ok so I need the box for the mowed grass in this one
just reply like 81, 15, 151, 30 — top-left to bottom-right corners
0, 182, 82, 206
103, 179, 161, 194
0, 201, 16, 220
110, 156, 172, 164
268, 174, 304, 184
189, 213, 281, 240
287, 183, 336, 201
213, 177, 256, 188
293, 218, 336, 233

###

WORK ITEM. Give a word-for-word copy of the records.

ANSWER TO THE PROBLEM.
ok so I need the box for the mowed grass in this one
just reply like 81, 15, 151, 30 — top-left to bottom-right corners
0, 182, 82, 206
103, 179, 161, 194
0, 201, 16, 220
110, 156, 172, 164
268, 174, 304, 184
189, 213, 281, 240
287, 183, 336, 201
213, 177, 256, 188
293, 218, 336, 233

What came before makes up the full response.